(Dataset items)
= = = = =
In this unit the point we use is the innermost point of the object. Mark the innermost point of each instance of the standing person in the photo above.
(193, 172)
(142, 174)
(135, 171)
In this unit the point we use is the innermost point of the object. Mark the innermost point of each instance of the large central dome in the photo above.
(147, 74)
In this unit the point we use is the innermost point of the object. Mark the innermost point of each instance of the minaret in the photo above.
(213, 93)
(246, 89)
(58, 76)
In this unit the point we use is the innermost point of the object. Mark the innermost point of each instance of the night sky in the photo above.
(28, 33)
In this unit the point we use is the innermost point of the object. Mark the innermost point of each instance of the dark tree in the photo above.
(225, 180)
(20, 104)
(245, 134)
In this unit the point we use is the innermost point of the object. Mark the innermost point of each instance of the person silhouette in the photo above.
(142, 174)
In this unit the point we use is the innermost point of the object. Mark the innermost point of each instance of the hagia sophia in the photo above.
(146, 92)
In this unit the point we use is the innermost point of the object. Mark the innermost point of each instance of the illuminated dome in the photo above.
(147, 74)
= = = = =
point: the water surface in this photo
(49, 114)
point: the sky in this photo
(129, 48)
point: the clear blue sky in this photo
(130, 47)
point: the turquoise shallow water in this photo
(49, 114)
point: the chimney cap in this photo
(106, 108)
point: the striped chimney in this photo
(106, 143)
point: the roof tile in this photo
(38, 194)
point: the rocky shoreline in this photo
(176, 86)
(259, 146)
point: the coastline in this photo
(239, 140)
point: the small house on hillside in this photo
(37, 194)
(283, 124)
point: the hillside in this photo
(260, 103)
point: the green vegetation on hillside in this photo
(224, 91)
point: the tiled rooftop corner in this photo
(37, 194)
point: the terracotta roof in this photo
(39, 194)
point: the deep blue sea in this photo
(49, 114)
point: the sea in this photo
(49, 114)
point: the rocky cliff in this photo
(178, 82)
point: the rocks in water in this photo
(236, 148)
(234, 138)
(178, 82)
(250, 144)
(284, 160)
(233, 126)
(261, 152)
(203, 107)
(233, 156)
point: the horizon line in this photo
= = = = =
_Task item_
Of the lines above, extract only those from the line with "point: the rocky cliff in this photo" to the line with "point: the horizon line in this photo", both included, exactly as written.

_Task answer_
point: the rocky cliff in this photo
(178, 82)
point: the rocks in water in this photo
(236, 148)
(234, 138)
(178, 82)
(250, 144)
(284, 160)
(233, 126)
(261, 152)
(203, 107)
(233, 156)
point: the horizon line in this photo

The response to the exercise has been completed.